### PROBLEM TO WORK ON
This exercise asks for the entries below to be printed exactly.

### ENTRIES SUPPLIED
++++++++++
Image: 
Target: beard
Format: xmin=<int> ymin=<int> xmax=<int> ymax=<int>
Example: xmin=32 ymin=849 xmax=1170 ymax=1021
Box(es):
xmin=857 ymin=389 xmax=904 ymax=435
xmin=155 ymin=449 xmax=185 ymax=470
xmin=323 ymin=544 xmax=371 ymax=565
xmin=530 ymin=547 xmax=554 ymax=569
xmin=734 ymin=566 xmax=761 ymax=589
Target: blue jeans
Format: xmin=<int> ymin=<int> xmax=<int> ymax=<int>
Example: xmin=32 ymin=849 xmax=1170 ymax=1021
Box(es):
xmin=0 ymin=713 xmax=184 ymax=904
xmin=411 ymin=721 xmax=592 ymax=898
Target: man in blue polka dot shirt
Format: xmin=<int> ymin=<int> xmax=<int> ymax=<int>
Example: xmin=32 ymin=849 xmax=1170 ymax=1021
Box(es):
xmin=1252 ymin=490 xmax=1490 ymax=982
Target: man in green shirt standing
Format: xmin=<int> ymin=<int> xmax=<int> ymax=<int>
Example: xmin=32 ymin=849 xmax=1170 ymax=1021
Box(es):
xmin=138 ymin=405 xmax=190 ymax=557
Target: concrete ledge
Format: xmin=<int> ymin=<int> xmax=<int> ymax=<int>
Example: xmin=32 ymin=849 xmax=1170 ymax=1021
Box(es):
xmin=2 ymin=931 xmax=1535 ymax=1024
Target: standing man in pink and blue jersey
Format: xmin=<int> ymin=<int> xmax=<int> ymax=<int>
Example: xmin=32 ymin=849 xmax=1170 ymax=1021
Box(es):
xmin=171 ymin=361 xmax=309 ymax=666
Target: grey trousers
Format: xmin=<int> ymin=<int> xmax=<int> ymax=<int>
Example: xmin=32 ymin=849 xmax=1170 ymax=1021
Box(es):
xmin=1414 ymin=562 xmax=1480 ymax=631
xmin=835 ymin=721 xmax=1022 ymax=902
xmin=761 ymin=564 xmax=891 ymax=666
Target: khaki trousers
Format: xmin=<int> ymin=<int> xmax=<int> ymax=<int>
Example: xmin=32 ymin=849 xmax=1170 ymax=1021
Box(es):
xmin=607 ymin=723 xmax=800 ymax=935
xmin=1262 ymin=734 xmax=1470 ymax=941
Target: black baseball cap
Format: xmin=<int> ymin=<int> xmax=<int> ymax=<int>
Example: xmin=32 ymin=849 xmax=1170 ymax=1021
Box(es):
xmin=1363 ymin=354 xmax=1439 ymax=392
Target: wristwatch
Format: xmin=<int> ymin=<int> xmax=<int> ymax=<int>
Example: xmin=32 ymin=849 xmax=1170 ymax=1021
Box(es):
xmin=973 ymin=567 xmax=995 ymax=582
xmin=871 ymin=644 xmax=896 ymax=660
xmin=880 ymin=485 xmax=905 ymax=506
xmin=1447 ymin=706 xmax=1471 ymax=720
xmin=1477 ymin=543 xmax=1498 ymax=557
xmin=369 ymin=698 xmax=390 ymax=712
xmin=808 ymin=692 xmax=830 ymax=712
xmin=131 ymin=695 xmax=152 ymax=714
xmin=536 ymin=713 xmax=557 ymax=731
++++++++++
### SOLVED EXERCISE
Image: 
Target: beard
Format: xmin=<int> ymin=<int> xmax=<int> ymax=<int>
Example: xmin=32 ymin=849 xmax=1170 ymax=1021
Box(es):
xmin=857 ymin=389 xmax=904 ymax=435
xmin=155 ymin=449 xmax=185 ymax=470
xmin=323 ymin=544 xmax=371 ymax=565
xmin=530 ymin=547 xmax=554 ymax=569
xmin=734 ymin=566 xmax=761 ymax=589
Target: blue jeans
Format: xmin=<int> ymin=<int> xmax=<int> ymax=<int>
Example: xmin=32 ymin=849 xmax=1170 ymax=1021
Box(es):
xmin=0 ymin=713 xmax=184 ymax=904
xmin=411 ymin=721 xmax=592 ymax=898
Target: man in blue polka dot shirt
Format: xmin=<int> ymin=<int> xmax=<int> ymax=<int>
Example: xmin=32 ymin=849 xmax=1170 ymax=1021
Box(es):
xmin=1252 ymin=490 xmax=1490 ymax=982
Target: man in green shirt standing
Format: xmin=<int> ymin=<int> xmax=<int> ymax=<int>
Example: xmin=32 ymin=849 xmax=1170 ymax=1021
Box(es):
xmin=138 ymin=405 xmax=190 ymax=557
Target: concrete ledge
Format: xmin=<int> ymin=<int> xmax=<int> ymax=<int>
Example: xmin=32 ymin=849 xmax=1170 ymax=1021
Box(es):
xmin=2 ymin=931 xmax=1535 ymax=1024
Target: standing man in pink and blue jersey
Format: xmin=<int> ymin=<int> xmax=<int> ymax=<int>
Example: xmin=32 ymin=849 xmax=1170 ymax=1021
Box(es):
xmin=171 ymin=361 xmax=309 ymax=666
Target: grey trousers
Format: xmin=<int> ymin=<int> xmax=<int> ymax=<int>
Example: xmin=32 ymin=849 xmax=1170 ymax=1021
Box(es):
xmin=1414 ymin=562 xmax=1480 ymax=631
xmin=835 ymin=721 xmax=1022 ymax=902
xmin=761 ymin=564 xmax=891 ymax=666
Target: khaki trousers
Format: xmin=<int> ymin=<int> xmax=<int> ymax=<int>
Example: xmin=32 ymin=849 xmax=1170 ymax=1021
Box(es):
xmin=607 ymin=723 xmax=800 ymax=935
xmin=1262 ymin=734 xmax=1470 ymax=941
Target: black baseball cap
Format: xmin=<int> ymin=<int> xmax=<int> ymax=<int>
Example: xmin=32 ymin=849 xmax=1170 ymax=1021
Box(es):
xmin=1363 ymin=354 xmax=1439 ymax=392
Target: wristwatch
Format: xmin=<int> ymin=<int> xmax=<int> ymax=<int>
Example: xmin=32 ymin=849 xmax=1170 ymax=1021
Box(es):
xmin=973 ymin=567 xmax=995 ymax=582
xmin=871 ymin=644 xmax=896 ymax=660
xmin=880 ymin=485 xmax=905 ymax=506
xmin=1447 ymin=706 xmax=1471 ymax=720
xmin=1477 ymin=543 xmax=1498 ymax=557
xmin=369 ymin=698 xmax=390 ymax=712
xmin=808 ymin=692 xmax=830 ymax=712
xmin=131 ymin=695 xmax=152 ymax=714
xmin=536 ymin=713 xmax=557 ymax=731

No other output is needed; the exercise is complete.